▶ ACTIVITY: Filter the records below for the word "clipboard". Copy each line that holds it.

▶ SUPPLIED RECORDS:

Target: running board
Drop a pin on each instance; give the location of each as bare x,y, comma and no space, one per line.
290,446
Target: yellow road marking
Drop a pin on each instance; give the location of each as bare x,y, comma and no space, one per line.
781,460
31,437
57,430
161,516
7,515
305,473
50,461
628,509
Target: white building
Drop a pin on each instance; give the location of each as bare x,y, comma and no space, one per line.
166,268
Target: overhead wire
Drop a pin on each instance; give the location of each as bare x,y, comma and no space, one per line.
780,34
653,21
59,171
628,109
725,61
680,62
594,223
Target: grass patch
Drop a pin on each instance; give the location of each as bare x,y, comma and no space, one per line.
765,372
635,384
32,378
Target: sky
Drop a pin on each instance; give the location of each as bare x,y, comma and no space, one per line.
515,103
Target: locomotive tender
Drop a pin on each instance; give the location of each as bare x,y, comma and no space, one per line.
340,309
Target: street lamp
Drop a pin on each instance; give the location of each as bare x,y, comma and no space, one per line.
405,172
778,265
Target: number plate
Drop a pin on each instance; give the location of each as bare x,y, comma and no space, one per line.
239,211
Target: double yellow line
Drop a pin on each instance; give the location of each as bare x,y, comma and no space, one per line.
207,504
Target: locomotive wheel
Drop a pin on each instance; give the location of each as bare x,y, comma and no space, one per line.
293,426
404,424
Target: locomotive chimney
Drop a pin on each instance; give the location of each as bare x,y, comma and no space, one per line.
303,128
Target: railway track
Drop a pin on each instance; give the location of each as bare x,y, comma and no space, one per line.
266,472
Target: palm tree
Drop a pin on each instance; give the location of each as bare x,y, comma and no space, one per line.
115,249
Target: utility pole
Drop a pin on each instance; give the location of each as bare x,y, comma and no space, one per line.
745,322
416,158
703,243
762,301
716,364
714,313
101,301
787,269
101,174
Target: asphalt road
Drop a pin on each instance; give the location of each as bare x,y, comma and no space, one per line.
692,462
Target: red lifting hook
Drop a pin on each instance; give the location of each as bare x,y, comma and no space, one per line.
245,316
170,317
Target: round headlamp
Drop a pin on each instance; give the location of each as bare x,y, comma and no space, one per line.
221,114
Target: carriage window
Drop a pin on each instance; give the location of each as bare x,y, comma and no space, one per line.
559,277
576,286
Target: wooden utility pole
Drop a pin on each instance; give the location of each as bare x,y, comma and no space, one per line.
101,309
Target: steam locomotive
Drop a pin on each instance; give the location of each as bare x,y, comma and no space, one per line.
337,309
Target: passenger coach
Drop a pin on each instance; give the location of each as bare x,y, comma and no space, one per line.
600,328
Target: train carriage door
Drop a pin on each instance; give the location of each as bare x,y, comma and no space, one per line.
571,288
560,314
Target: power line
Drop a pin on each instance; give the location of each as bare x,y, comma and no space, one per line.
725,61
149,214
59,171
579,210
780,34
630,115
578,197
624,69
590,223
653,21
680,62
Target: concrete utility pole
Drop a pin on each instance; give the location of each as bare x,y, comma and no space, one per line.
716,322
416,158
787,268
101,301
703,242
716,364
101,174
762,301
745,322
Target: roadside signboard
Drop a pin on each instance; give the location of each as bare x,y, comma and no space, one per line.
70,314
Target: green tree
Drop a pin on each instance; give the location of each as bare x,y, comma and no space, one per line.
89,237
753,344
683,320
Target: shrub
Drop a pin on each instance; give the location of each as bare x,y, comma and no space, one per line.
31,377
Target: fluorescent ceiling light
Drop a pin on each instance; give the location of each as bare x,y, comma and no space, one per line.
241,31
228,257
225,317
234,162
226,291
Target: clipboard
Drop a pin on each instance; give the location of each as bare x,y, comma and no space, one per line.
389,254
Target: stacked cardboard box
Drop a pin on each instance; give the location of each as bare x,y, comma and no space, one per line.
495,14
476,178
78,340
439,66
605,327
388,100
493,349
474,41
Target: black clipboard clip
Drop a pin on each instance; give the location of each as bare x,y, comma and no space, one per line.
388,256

▶ TASK SOLUTION:
Target: clipboard
Target: black clipboard clip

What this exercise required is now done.